> **DOCUMENT**:
_ _ _ _ _

Heroic fantasy meets Dickens

Author: Patrick Rothfuss

Publisher: Gollancz

662 pages • £18.99

ISBN: 978-0-5750-8139-0
Also available in paperback (£14.99)

Rating:

Clichés only ever become clichés because they work – and the latest heavily-trumpeted Epic Fantasy to hit the shelves proves this in spades. Patrick Rothfuss may be a first-time novelist, but in The Name of the Wind (first in the Kingkiller Chronicle series) he’s carried off something seriously impressive, remixing almost every over-worn fantasy plot ingredient you can think of (aged mentor, enigmatic love interest…) in a way that reminds you exactly why they worked in the first place.

_ _ _ _ _

> **STATED PROBLEM 1**:
Give every label in the book review that is followed by a colon, such as the one before the publisher's name.

_ _ _ _ _

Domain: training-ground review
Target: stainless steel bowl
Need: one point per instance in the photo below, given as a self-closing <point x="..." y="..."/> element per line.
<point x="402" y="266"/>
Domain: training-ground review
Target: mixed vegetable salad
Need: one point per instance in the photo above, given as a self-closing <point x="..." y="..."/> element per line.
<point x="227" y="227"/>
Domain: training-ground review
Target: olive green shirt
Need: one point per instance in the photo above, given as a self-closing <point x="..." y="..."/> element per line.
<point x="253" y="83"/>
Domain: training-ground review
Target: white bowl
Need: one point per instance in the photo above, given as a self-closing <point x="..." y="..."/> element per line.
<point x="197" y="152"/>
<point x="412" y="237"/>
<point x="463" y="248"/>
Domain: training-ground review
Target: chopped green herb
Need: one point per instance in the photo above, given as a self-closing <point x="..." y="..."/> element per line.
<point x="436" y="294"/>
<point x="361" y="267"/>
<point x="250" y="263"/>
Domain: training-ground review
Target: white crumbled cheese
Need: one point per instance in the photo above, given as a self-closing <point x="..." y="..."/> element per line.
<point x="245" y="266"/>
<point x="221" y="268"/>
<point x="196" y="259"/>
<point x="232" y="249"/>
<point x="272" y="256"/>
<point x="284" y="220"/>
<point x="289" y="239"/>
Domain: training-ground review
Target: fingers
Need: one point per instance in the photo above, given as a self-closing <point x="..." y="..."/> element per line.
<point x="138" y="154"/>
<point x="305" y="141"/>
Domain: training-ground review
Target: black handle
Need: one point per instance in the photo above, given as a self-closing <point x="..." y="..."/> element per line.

_ _ _ _ _

> **STATED PROBLEM 2**:
Filter the records and copy every line that holds the string "white". Case counts.

> **PROBLEM SOLUTION 1**:
Author, Publisher, ISBN, Rating

> **PROBLEM SOLUTION 2**:
Target: white bowl
Target: white crumbled cheese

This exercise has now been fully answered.